Instructions for the task: In full and without deviation, write out the entries that follow.

Record set:
# # # # # # #

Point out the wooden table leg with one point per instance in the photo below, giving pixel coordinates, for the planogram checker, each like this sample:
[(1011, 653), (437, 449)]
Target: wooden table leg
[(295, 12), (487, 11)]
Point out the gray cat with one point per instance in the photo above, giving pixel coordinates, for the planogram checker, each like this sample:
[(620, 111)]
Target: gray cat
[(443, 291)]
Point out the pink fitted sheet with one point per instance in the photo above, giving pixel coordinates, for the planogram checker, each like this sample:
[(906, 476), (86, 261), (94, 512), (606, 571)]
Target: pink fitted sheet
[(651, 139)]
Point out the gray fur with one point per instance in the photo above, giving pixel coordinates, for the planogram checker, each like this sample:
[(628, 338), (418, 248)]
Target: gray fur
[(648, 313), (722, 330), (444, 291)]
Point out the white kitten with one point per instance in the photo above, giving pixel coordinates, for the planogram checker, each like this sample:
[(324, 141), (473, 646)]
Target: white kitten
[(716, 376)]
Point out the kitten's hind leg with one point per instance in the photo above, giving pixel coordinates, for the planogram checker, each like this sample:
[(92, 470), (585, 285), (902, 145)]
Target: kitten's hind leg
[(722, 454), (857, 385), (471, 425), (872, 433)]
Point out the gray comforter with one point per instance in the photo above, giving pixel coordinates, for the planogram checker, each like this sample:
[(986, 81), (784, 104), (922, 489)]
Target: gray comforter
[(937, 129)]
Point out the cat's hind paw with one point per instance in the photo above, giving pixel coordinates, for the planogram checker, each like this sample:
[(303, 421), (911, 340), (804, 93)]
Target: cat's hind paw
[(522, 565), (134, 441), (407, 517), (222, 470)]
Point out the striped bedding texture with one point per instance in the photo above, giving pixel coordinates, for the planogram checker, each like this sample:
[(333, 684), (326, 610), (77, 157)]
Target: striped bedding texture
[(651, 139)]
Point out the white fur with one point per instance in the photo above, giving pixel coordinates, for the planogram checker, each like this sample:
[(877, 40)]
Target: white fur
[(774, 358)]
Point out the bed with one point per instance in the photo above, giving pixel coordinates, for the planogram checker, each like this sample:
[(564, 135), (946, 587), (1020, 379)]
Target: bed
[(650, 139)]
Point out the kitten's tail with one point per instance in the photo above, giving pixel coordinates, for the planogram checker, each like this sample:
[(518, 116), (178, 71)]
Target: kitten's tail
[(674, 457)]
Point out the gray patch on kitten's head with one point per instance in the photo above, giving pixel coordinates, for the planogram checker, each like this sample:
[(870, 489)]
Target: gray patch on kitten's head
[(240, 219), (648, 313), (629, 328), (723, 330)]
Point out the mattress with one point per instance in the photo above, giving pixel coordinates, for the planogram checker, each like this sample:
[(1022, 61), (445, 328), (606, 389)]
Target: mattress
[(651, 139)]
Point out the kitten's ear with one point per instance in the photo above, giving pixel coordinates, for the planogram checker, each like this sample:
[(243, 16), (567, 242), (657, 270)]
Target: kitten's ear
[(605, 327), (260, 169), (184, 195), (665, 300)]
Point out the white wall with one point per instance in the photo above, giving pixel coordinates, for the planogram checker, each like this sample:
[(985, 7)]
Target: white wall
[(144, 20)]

# # # # # # #

Solution to the problem:
Point out the wooden table leg with one point per instance in the photo below, giving pixel coordinates, for the planogram checker, each like this sample:
[(1011, 653), (437, 449)]
Target: wooden table leg
[(295, 12), (487, 11)]
Point out the gray cat with one point per instance in the photo above, giving pixel coordinates, for the planogram checker, each like this sample:
[(620, 111)]
Target: gray cat
[(443, 291)]
Point out the pink fitted sheet with one point per instance in the photo above, giving pixel coordinates, for the planogram checker, each like this sample:
[(906, 476), (86, 261), (94, 512), (606, 571)]
Target: pink fitted sheet
[(651, 139)]
Point out the gray fur with one point per instance in the photo above, giving pixel coordinates, for the planogram checker, each like this sample:
[(628, 338), (418, 248)]
Target: gray fur
[(648, 313), (722, 330), (444, 291)]
Point out the white kitten with one point per instance in the photo above, giving pixel coordinates, for the planogram checker, each like this sample:
[(324, 141), (473, 646)]
Target: white kitten
[(716, 376)]
Point out the kitten's hind leg with one point per instance in the photo above, giving pixel coordinates, for the planogram checker, each like this sample:
[(92, 470), (585, 285), (902, 145)]
Target: kitten's hind leg
[(722, 454), (857, 385), (471, 425), (872, 433)]
Point out the gray comforter with one point per instance in the photo above, giving pixel coordinates, for the planogram checker, each like this sample:
[(986, 81), (784, 104), (922, 489)]
Target: gray comforter
[(937, 129)]
Point out the cat's hind paw with one point per instance in the photo above, giving pixel coordinates, for the planogram checker, each like this sample:
[(303, 421), (911, 340), (804, 93)]
Target: cat's hind paw
[(522, 565), (134, 441), (407, 517), (222, 470)]
Point out the striped bedding texture with one point per instance in the photo above, giving pixel coordinates, for the planogram checker, each like this sample:
[(333, 684), (326, 610), (77, 157)]
Target: striped bedding texture
[(651, 139)]
Point out the white fur with one point per instance in the photo above, giving pixel coordinates, for the planogram checker, each like this sample:
[(877, 40)]
Target: white fur
[(774, 358)]
Point out the bed with one point per instance in the photo above, giving pixel coordinates, for the planogram checker, each like this sample:
[(564, 135), (946, 587), (1020, 379)]
Target: bed
[(650, 139)]
Point out the kitten's tail with one point per instance in the photo above, giving pixel coordinates, for the planogram checker, each like this sample:
[(518, 116), (178, 71)]
Target: kitten's tail
[(674, 457)]
Point out the gray patch on kitten's head with one point per instance in the photo above, giving pixel coordinates, for the planogram checker, each like this sample:
[(870, 489)]
Target: gray patch on kitten's head
[(240, 219), (648, 313), (629, 328), (723, 330)]
Point out the mattress with one point per instance in the photo above, giving pixel coordinates, for the planogram checker, each like this sample:
[(1022, 61), (445, 328), (606, 389)]
Target: mattress
[(651, 139)]
Point out the kitten's ear with one point per instance in the photo above, giving pixel coordinates, for the planogram checker, each like this sample:
[(243, 16), (567, 242), (657, 270)]
Target: kitten's ear
[(605, 327), (260, 169), (184, 195), (665, 300)]
Point out the white wall with one point per instance in the photo above, giving pixel coordinates, for the planogram checker, each like this sample:
[(985, 7)]
Target: white wall
[(144, 20)]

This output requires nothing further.